On ne peut être plus sensible que je le suis, Monsieur, à la bonté prévenante que vous avez, de me faire rendre les bois que j'ai achetés, et qui sont pour moi de la nécessité la plus pressante, comme vous le verrez par la déclaration que j'ai l'honneur de vous envoier.

Je vois que nous n'avons plus d'autre ressource que la franche comté, grâce à l'inéxécution des loix qui ont vainement prohibé les transports de bois de charpente du païs de Gex à Genêve. Nonseulement on devrait empêcher tout transport de bois à bâtir, mais encor celui de chaufage.

Il fut permis il y a trente ans de porter le bois de chaufage à Genêve sur la prétendue réquisition des états, parce qu'alors quelques personnes qui avaient entrée aux états avaient du bois à vendre; mais dans l'extrémité où nous allons être réduits cette faible raison ne doit plus subsister, tout doit céder à l'intérêt public. On verra que si la ville de Versoi est bâtie, il sera impossible de la faire subsister une seule année. Le bois de chaufage coûtera plus de deux Louïs la voiture, et le comestible sera au poids de l'or.

ACTION DEMANDÉE 1
Répondez brièvement à ces questions sur la lettre sur le bois.
(a) Quelle est la seule ressource qui reste, selon la lettre ?
(b) Il y a combien d'années fut-il permis de porter le bois de chaufage à Genêve ?
(c) Combien coûtera la voiture de bois de chaufage si la ville de Versoi est bâtie ?
ACTION DEMANDÉE 2
Mettez à jour le passage de la lettre sur le bois allant de « Je vois que » à « poids de l'or. » en remplaçant « Genêve » par « Genève ».
ACTION DEMANDÉE 3
Poursuivez la lettre sur le bois à partir de sa dernière phrase.

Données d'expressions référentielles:
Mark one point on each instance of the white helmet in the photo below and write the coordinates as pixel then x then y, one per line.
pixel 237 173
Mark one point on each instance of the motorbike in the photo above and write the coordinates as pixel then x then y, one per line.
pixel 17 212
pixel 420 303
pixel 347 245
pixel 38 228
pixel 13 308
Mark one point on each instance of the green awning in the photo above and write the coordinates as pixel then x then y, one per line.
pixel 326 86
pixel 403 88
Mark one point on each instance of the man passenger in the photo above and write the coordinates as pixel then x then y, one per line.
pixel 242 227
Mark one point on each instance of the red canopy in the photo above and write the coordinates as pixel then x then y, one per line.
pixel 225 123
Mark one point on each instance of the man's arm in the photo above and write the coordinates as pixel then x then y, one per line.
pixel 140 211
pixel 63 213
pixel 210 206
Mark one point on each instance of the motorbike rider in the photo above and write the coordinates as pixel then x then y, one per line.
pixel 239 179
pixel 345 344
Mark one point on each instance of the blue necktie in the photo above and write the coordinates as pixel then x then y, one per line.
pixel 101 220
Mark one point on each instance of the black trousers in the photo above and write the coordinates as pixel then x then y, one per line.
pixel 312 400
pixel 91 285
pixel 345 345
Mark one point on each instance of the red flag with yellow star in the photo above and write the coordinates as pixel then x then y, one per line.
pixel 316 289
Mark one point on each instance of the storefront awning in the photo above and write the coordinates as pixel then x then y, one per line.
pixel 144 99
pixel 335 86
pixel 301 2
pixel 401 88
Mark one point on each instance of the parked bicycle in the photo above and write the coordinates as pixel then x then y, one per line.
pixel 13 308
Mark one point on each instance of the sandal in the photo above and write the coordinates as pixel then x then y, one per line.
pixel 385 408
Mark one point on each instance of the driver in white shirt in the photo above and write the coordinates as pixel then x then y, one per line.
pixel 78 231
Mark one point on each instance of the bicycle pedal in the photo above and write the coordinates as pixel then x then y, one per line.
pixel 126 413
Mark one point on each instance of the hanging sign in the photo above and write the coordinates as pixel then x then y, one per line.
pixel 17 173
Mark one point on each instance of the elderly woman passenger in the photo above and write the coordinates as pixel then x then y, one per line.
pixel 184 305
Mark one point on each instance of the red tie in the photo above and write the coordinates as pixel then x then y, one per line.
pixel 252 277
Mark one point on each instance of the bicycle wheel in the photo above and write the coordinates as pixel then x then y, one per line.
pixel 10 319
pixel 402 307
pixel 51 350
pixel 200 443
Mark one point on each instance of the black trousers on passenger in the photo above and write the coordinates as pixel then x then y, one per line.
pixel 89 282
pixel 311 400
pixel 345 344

RÉPONSE RÉDIGÉE 1
(a) La franche comté.
(b) Trente ans.
(c) Plus de deux Louïs.

RÉPONSE RÉDIGÉE 2
Je vois que nous n'avons plus d'autre ressource que la franche comté, grâce à l'inéxécution des loix qui ont vainement prohibé les transports de bois de charpente du païs de Gex à Genève. Nonseulement on devrait empêcher tout transport de bois à bâtir, mais encor celui de chaufage.

Il fut permis il y a trente ans de porter le bois de chaufage à Genève sur la prétendue réquisition des états, parce qu'alors quelques personnes qui avaient entrée aux états avaient du bois à vendre; mais dans l'extrémité où nous allons être réduits cette faible raison ne doit plus subsister, tout doit céder à l'intérêt public. On verra que si la ville de Versoi est bâtie, il sera impossible de la faire subsister une seule année. Le bois de chaufage coûtera plus de deux Louïs la voiture, et le comestible sera au poids de l'or.

RÉPONSE RÉDIGÉE 3
Je ne doute pas, Monsieur, que dans l'occasion vous ne fassiez les représentations les plus fortes à Mr Le Duc de Choiseul sur un objet si important. Pour moi je suis si accablé de ma vieillesse et de mes maladies que je suis devenu absolument inutile. Je n'ai plus de force que pour vous remercier de vos bontés. J'ai l'honneur de présenter mes respects à Madame De Caire, et d'être avec les mêmes sentiments, Monsieur, vôtre très humble et très obéissant serviteur

Voltaire

Oserais-je vous suplier, Monsieur, de vouloir bien essaier d'un piqueur d'ouvriers qui s'appelle Barbera? Il est le mari d'une femme qui est à moi. Je vous réponds de sa conduite et de sa fidélité. C'est le porteur de cette Lettre.

J'achetai au mois de Janvier par le nommée Landry, charpentier demeurant à Ferney, mille pièces de bois de charpente tant petites que grandes et deux cent douzaines de planches avec vingt quatre douzaines de plataux, pour les bâtiments que je fais construire au Chatelard et qui doivent être prêts pour la récolte.

Le marché étant conclu à Mijoux avec les frères Janins et Claude Joseph, forestiers demeurants à la Combe de Mijoux, je paiai quarante Louïs d'or d'avance.

J'en donnai la déclaration à monsieur Fabri qui mit au bas, bon pour le passage.

Ce bon, n'est valable que pour cinq mois et je n'aurais pas le tems de bâtir les granges et écuries nécessaires, si on empêchait mes bois de me parvenir; ma récolte serait entièrement perdue.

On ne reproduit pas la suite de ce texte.